- _Set tasks_:
**a.** In the passage on energy dropdowns, revise the span from "Certainly, there has" to "parent's midstream business.", changing "year-end" to "the end of the year".
**b.** Answer these questions from the passage on energy dropdowns:
(i) According to the passage, what happens in a dropdown?
(ii) Which company led the charge this summer?
(iii) How much was the Midcoast Energy Partners LP IPO expected to raise?
-- Begin Document excerpt --
Dropdowns—when a parent company drops down assets into its master limited partnership—may not be new, but they are quickly changing the energy infrastructure landscape. If a parent company has a surfeit of projects to finance—or perhaps just has assets whose values are not fully recognized—then moving the assets into the MLP may be just the answer to provide additional growth capital at more favorable terms or gain enhanced recognition of asset values from the Street.

Certainly, there has been no shortage of drop-downs in the news. Leading the charge this summer was Spectra Energy Corp., which announced plans for a dropdown of its remaining US transmission, storage and liquids assets by year-end. On the same day, Enbridge Energy Partners LP unveiled plans for an initial public offering (IPO) of Midcoast Energy Partners LP, a new MLP into which it would drop down all its natural gas and natural gas liquids (NGL) midstream business over four to five years. At its IPO expected to raise $400- to $500 million the MLP would hold an approximate 40% interest in the parent's midstream business.
-- End Document excerpt --
-- Begin Given material --
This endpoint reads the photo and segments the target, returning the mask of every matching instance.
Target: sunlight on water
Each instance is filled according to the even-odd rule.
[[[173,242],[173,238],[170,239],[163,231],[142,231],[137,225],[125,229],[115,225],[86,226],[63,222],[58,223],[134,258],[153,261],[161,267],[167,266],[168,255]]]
-- End Given material --
- _Answers below_:
**a.**
Certainly, there has been no shortage of drop-downs in the news. Leading the charge this summer was Spectra Energy Corp., which announced plans for a dropdown of its remaining US transmission, storage and liquids assets by the end of the year. On the same day, Enbridge Energy Partners LP unveiled plans for an initial public offering (IPO) of Midcoast Energy Partners LP, a new MLP into which it would drop down all its natural gas and natural gas liquids (NGL) midstream business over four to five years. At its IPO expected to raise $400- to $500 million the MLP would hold an approximate 40% interest in the parent's midstream business.

**b.**
(i) A parent company drops down assets into its master limited partnership.
(ii) Spectra Energy Corp.
(iii) $400 million to $500 million.